** TEXT SECTION **
An Explanation of the Connecticut Fair Employment Practices Act
by Conor J. McLaughlin, Quinnipiac University School of Law, J.D. Candidate May 2017
The employer-employee relationship is paramount to a successful business and workplace. Generally, this relationship yields mutually beneficial rewards for bosses and workers alike. Yet, there are times when this relationship can reach an impasse, whereby one party can no longer tolerate the conditions or demands of the other. Connecticut’s solution to this is simple, and set forth in the at-will employment doctrine. In law, at will employment is the general agreement adopted by both employers and employees, and controls the confines of the relationship unless a contract or other agreement state otherwise. The result is an employment contract which, at any time, and for most any reason, either party can terminate the employment. In theory, such a relationship is meant to benefit both parties. At-will employment gives an employee the freedom to pursue a more lucrative employment option should the opportunity present itself, while allowing an employer to determine which employees may be most beneficial to their enterprise.
However, there are situations where the employer-employee relationship proves unfairly detrimental. Connecticut lawmakers implemented the Connecticut Fair Employment Practices Act, which acts to legally prohibit an abusive exploitation of Connecticut’s standard mode of employment. Any employer who refuses to hire or terminates an employee due to an individual’s “race, color, religious creed, age, sex, marital status, national origin, ancestry, present or past history of mental disability, mental retardation, learning disability or physical disability, including, but not limited to, blindness. This prohibition applies to all employers, employment agencies, and labor unions. It further prohibits employees in the aiding or coercion of any such act. The act further prohibits the discrimination of woman based on sex, pregnancy or familial obligations. This covers a woman’s home life, family, medical choices, as well as other relationships so long as they are not proven to interfere with a bona fide occupational qualification or need of the employer. Should any of these conditions be proven, an employer will be liable for wrongful termination regardless of an original at-will employment agreement.

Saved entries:

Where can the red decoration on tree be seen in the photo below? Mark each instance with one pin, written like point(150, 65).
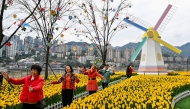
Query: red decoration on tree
point(10, 2)
point(116, 14)
point(58, 9)
point(42, 9)
point(8, 44)
point(93, 21)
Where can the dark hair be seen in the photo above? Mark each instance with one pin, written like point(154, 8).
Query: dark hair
point(36, 67)
point(106, 65)
point(70, 68)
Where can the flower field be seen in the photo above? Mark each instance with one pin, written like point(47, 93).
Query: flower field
point(139, 92)
point(9, 97)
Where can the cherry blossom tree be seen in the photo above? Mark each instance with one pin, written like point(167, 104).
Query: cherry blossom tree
point(100, 20)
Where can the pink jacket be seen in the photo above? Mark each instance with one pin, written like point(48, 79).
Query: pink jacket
point(92, 84)
point(37, 85)
point(72, 83)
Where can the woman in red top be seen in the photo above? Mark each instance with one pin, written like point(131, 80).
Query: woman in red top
point(92, 85)
point(129, 71)
point(32, 90)
point(68, 80)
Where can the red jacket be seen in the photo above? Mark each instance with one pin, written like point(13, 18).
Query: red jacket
point(37, 85)
point(63, 80)
point(92, 84)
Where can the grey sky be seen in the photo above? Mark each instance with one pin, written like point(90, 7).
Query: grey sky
point(176, 32)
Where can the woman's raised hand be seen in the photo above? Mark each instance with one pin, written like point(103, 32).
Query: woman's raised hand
point(5, 75)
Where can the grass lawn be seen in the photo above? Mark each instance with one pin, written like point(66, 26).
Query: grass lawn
point(183, 104)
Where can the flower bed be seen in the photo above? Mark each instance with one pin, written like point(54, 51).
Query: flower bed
point(9, 97)
point(140, 92)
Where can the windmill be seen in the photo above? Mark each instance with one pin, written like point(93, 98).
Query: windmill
point(151, 56)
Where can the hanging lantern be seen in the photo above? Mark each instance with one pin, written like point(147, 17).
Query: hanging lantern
point(50, 36)
point(62, 35)
point(14, 15)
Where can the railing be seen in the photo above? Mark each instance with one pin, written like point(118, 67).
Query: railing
point(58, 105)
point(180, 96)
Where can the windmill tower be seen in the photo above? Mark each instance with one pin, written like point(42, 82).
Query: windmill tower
point(151, 56)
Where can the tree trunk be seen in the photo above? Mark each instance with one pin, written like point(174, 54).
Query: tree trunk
point(104, 58)
point(47, 63)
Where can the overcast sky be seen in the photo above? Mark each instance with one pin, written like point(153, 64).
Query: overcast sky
point(177, 31)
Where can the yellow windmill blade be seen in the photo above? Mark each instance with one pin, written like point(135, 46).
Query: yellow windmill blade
point(167, 45)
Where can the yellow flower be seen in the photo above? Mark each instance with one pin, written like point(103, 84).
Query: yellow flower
point(53, 12)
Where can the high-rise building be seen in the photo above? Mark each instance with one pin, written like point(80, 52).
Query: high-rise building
point(12, 50)
point(117, 53)
point(126, 54)
point(110, 53)
point(90, 51)
point(28, 43)
point(61, 50)
point(4, 47)
point(37, 44)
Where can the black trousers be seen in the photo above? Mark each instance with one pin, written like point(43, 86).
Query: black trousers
point(91, 92)
point(29, 106)
point(104, 85)
point(67, 96)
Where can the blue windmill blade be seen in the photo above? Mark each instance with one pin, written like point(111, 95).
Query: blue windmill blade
point(138, 49)
point(135, 24)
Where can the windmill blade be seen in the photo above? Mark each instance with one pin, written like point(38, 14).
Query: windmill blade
point(165, 18)
point(167, 45)
point(135, 24)
point(138, 49)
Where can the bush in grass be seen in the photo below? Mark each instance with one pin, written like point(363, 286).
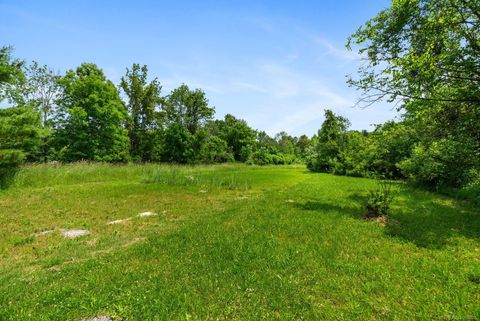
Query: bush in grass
point(443, 163)
point(260, 157)
point(379, 199)
point(10, 161)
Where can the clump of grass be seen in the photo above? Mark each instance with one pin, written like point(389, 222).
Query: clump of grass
point(185, 176)
point(379, 200)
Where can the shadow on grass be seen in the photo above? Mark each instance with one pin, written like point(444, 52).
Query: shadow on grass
point(426, 219)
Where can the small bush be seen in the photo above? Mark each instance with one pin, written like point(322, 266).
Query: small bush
point(10, 161)
point(379, 200)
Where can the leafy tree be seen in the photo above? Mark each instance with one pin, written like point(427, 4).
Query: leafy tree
point(37, 87)
point(143, 121)
point(302, 143)
point(416, 48)
point(91, 117)
point(330, 140)
point(12, 132)
point(188, 108)
point(20, 139)
point(239, 136)
point(390, 144)
point(286, 143)
point(215, 151)
point(178, 145)
point(425, 54)
point(10, 69)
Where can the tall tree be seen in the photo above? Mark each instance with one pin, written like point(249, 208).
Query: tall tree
point(143, 121)
point(329, 143)
point(14, 123)
point(91, 117)
point(425, 54)
point(239, 136)
point(188, 108)
point(10, 69)
point(417, 48)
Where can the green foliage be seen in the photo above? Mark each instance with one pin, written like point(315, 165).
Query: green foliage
point(10, 161)
point(20, 129)
point(239, 136)
point(379, 200)
point(418, 48)
point(215, 150)
point(144, 120)
point(443, 163)
point(424, 54)
point(178, 145)
point(188, 108)
point(186, 176)
point(91, 116)
point(10, 69)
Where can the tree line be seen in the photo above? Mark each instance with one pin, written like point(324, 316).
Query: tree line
point(82, 115)
point(423, 55)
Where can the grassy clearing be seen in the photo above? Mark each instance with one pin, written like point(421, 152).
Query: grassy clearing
point(234, 242)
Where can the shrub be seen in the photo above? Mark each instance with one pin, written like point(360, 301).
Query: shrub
point(10, 160)
point(260, 157)
point(379, 200)
point(442, 163)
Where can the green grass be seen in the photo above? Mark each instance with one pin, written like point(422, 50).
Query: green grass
point(233, 243)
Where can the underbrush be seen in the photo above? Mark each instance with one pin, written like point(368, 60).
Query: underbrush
point(191, 176)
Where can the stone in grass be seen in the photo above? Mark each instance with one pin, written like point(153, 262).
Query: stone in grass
point(71, 234)
point(119, 221)
point(146, 214)
point(43, 233)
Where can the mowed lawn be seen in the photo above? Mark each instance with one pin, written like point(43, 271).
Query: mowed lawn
point(230, 243)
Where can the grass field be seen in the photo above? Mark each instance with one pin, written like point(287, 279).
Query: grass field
point(230, 243)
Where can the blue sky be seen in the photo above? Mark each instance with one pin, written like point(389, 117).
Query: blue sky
point(276, 64)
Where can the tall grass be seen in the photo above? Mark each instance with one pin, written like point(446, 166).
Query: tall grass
point(195, 176)
point(43, 175)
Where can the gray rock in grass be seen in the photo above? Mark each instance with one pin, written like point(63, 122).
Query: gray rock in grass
point(71, 234)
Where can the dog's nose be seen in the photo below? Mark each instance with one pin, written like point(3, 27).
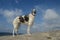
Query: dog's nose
point(34, 9)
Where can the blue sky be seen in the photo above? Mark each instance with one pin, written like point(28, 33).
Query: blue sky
point(47, 17)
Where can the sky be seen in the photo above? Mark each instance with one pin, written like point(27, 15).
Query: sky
point(46, 19)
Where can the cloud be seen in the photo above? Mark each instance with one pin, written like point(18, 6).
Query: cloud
point(51, 20)
point(10, 14)
point(50, 14)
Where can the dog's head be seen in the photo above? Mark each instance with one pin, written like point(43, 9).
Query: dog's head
point(34, 12)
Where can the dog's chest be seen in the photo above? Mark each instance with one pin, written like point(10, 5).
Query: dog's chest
point(24, 18)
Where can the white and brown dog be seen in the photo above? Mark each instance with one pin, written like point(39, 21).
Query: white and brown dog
point(26, 19)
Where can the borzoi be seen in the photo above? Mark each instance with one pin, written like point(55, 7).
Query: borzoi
point(26, 19)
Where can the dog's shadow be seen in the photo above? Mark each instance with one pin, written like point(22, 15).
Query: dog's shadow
point(8, 34)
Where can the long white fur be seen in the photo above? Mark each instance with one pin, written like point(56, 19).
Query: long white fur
point(16, 24)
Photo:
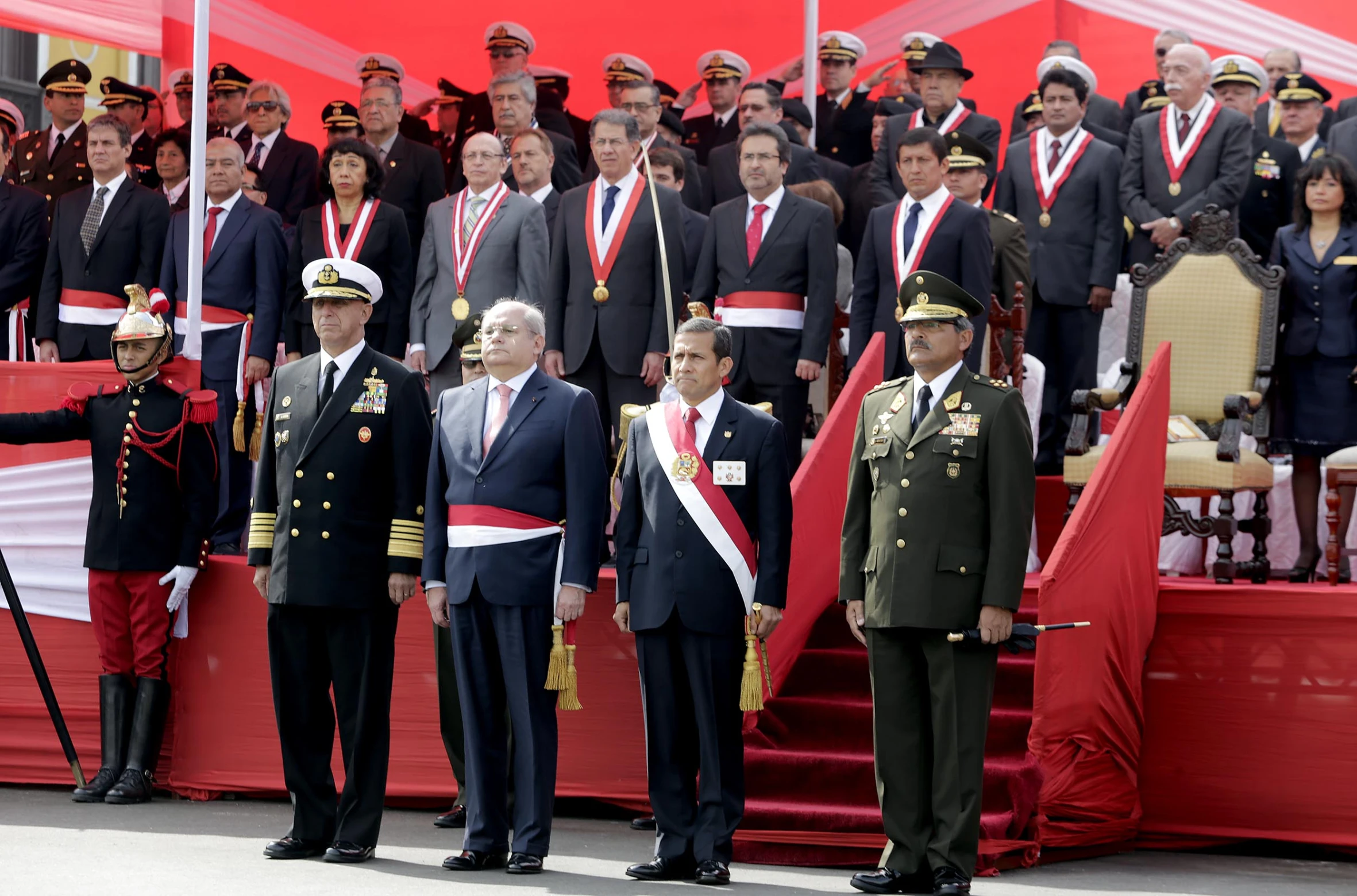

** TO DO **
A – According to the text on the Connecticut Fair Employment Practices Act, to whom does the act's prohibition apply?
B – Go on with the text about the Connecticut Fair Employment Practices Act from its final sentence.

** RESULTS OF THE TASKS **
A – It applies to all employers, employment agencies, and labor unions.

B –
While the Connecticut Fair Employment Practices Act is extensive in its protection of employees from discrimination, there are some applicable exceptions that employees may want to be aware of. As the statute states: “purpose of statute is to eliminate discrimination in employment for specified reasons, and it is only within these prescribed reasons that the statute operates.” The statute is not intended to protect individuals from mandated retirement, and specifically excludes individuals over the age of 65 from its intended scope. In addition, the act is not applicable to a business that employs less than three employees: “Because Fair Employment Practices Act clearly expresses a public policy determination by legislature that employers with fewer than three employees shall be exempt from liability for discrimination on the basis of sex, including pregnancy-related discrimination, a common-law claim for wrongful discharge on the basis of pregnancy will not lie against such employers.”
If you feel you have been mistreated by your employer or in your place of employment and would like to explore your employment law options, contact the experienced employment law attorneys today at 203-221-3100, or by email at JMaya@mayalaw.com. We have the experience and knowledge you need at this critical juncture. We serve clients in both New York and Connecticut including New Canaan, Bridgeport, White Plains, and Darien.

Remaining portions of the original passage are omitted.